__TASKS FOR THIS EXERCISE__:
1 > Answer these questions from the warehouse testimony below.
(a) About how many men were gathered in the warehouse?
(b) In what language did the SA man order the men to hand over canned food?
(c) On which street was the car that the old men were told about said to be waiting?
2 > Decide whether each statement agrees with the warehouse testimony below. Give yes or no and quote the deciding words.
(a) The narrator was among the people interrogated.
(b) The Russian-speaking soldier carried a pistol.
(c) The interrogation was stopped because of an air raid.
3 > Write a continuation of the warehouse testimony below, picking up after its final sentence.
-- QUOTED PASSAGE follows --
Men, about 500 altogether, were gathered in one of the warehouses. Later we were being led one by one to a smaller room, where the SA men were interrogating us about the insurgent activities, about taking part in them and about our personal details. Around a hundred people, including me, were interrogated thus. Those who had been interrogated were placed by the wall of the warehouse, where the old men from the shelter at Przebieg Street, wearing striped clothes, had already been standing. The interrogation was suspended for reasons unknown, and one of the SA men ordered the men, under pain of execution, to hand over all military things. A dozen people stepped out of line and handed over various things (boots, trousers, socks, hats etc.), and then the group was led away by the SA man, accompanied by a Russian-speaking soldier in a German uniform who had a white and blue shield with an unfamiliar sign in the middle of it on his left arm. That soldier had an automatic rifle. Ten minutes later they both returned. The SA man who had led the previous group away ordered us in Polish to hand over canned food. Some several dozen men stepped out of the line this time and they were taken away in two groups. After his return, the SA man was leading away old men by the dozen, telling them that they would be transported in a car which was waiting at Dzika Street. When he had led all the old men away, and there were approximately 50 of them, the SA-man began to lead away by the dozen those men who had been interrogated. At that time I did not see whether the sick women were also being led away, as they were gathered at the end of the warehouse that had exit onto Dzika Street.
-- QUOTED PASSAGE concluded --
-- PROVIDED DATA follows --
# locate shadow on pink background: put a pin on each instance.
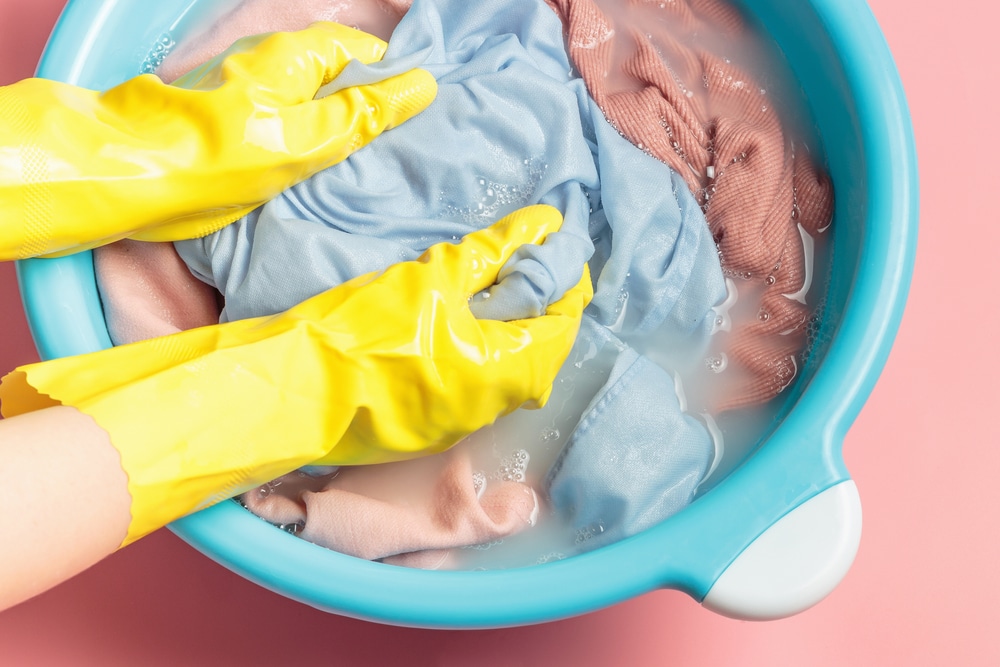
-- PROVIDED DATA concluded --
__TASK RESPONSES__:
1 >
(a) About 500.
(b) Polish.
(c) Dzika Street.

2 >
(a) Yes: "Around a hundred people, including me, were interrogated thus."
(b) No: "That soldier had an automatic rifle."
(c) No: "The interrogation was suspended for reasons unknown"

3 >
When only some dozen men of my group remained, an SS officer came in a car (he had gold epaulets and a green hat with a black band and a skull and crossbones), who gave an order for us to be led to a church in Wola immediately. As I speak German, I understood what he said. The SS officer left. The SA man asked for 100 volunteers for unloading wagons, promising the canned food in reward, and that they would be escorted to Wola at 5.00 p.m. One hundred men volunteered.

During my stay in the Saint Adalbert church (until 27 August), that group was not brought there. Of those people, I knew Mierzyński from Sierakowska Street 4, a janitor from Dzika 17 named Ruciński, and a few others by sight. As far as I know, their fate remains unknown to this day.

Next, the rest of us were led away, except for four men, inhabitants of Dzika Street – among them there was Kornacki, I don’t remember the names of the rest – who had been beaten during interrogation. A group of the remaining men, including me, was led to the St Adalbert church. The Germans were using me and other younger men to perform various tasks (taking down or building barricades, loading ammunition etc.).

On 26 August, with a group of 20 men, I was taken to load wagons in the warehouses at Stawki Street. Along with three other men (Bożymowski, residing in Ursus, and Józef Zatajko, residing in the Poznań Voivodeship, who was a janitor at a stonemason’s at Dzika Street 17 during the German occupation), I managed to get to a house at Dzika Street 17 under escort. In the yard of that house, on the left side of the entrance, I noticed a large pile (5 meters wide, 5 meters long and 4 meters high) of corpses by the paling. The bodies were slightly charred. I recognized the corpse of Kornacki, the old men (in striped clothes) and old women from the shelter, and also civilian women. The majority, however, were men.

On 27 August 1944, I was deported from the church to Pruszków and then to the concentration camp in Stutthoff.

At this the report was closed and read out.